EXERCISE DETAILS. In the extract below on structural variant sequencing, write out everything from "On average, these" down to "of 20.3 kb.", switching "median" to "mean".
--- EXTRACT TO READ Enclosed Below ---
On average, these samples, which were sequenced on the PromethIon 48 platform using the R9 flow cell, achieved a median coverage of 17X and an N50 read length of 20.3 kb.
By integrating linear and graph-based approaches for SV analysis via pangenome graph augmentation, the European research team characterized 167,291 sequence-resolved SVs in their samples.
Korbel said the analysis has provided new insights into distinct classes of sequence insertions, such as auto insertions, tandem duplications, and variable number tandem repeats (VNTRs), as well as other types of genomic variation that were hard to detect using short-read technologies.
"For disease studies, what we are providing here is an instrumental resource that can be used for variant prioritization," Korbel said. "We will give the community the chance to discriminate what's normal from what's potentially disease-causing."
"These two papers are showing very good reconstruction of many parts of the genome, either as assemblies or as structural variant calls," said Ewan Birney, deputy director general of EMBL who was not involved in either study. "I think just knowing what the [variant] catalog looks like is a good starting point … there are plenty of things you can do straight away with this data."
Birney, who is a consultant and shareholder of Oxford Nanopore, said an interesting aspect of the preprint by the German team is that by sequencing "quite a lot of samples" with intermediate coverage, they still achieved "pretty good results about structural variation analysis."
Korbel said while lower sequencing depth could lead to lower detection sensitivity, an important take-home message from his team's study is that a hybrid approach of higher and intermediate sequencing coverage "is probably the way to go to achieve completing the whole resource quicker."
--- End of Enclosed EXTRACT TO READ ---
--- DATASET RECORDS Enclosed Below ---
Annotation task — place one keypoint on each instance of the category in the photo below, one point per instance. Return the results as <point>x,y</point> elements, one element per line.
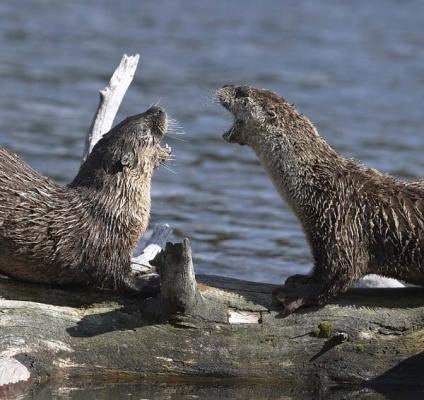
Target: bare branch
<point>110,100</point>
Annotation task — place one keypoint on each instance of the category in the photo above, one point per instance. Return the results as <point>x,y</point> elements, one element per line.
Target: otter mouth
<point>231,135</point>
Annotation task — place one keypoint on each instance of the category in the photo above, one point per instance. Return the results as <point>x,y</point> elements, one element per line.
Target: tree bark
<point>211,328</point>
<point>370,337</point>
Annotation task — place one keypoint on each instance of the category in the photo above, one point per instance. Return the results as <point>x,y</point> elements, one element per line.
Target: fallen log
<point>215,327</point>
<point>205,329</point>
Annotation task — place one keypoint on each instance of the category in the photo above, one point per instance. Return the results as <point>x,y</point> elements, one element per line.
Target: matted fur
<point>357,220</point>
<point>83,233</point>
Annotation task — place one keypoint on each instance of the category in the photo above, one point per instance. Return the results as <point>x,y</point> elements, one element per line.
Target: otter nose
<point>241,92</point>
<point>155,110</point>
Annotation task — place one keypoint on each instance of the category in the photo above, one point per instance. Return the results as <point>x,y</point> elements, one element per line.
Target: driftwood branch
<point>110,99</point>
<point>208,328</point>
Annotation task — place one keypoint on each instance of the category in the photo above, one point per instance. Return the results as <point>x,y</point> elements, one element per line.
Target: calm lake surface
<point>356,69</point>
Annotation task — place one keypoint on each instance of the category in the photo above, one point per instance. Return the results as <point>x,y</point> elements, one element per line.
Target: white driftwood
<point>148,249</point>
<point>110,100</point>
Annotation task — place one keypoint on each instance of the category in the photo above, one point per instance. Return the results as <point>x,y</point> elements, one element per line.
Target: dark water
<point>355,68</point>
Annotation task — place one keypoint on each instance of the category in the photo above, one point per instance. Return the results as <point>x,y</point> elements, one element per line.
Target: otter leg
<point>332,275</point>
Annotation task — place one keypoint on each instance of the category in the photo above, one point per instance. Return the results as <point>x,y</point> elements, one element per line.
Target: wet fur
<point>83,233</point>
<point>357,220</point>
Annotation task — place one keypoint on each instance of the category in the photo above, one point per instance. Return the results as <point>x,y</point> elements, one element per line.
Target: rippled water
<point>356,69</point>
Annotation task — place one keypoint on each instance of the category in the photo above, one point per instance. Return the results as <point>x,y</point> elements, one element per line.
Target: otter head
<point>128,152</point>
<point>256,112</point>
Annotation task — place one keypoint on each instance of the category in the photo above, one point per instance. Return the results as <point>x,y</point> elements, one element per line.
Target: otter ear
<point>127,159</point>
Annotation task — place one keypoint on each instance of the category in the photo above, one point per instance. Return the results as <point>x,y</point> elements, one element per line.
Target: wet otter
<point>83,233</point>
<point>356,219</point>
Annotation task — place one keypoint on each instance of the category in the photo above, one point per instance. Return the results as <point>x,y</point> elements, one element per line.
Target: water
<point>356,69</point>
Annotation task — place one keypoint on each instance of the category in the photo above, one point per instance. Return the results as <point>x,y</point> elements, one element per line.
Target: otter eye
--- End of Enclosed DATASET RECORDS ---
COMPLETED EXERCISE.
On average, these samples, which were sequenced on the PromethIon 48 platform using the R9 flow cell, achieved a mean coverage of 17X and an N50 read length of 20.3 kb.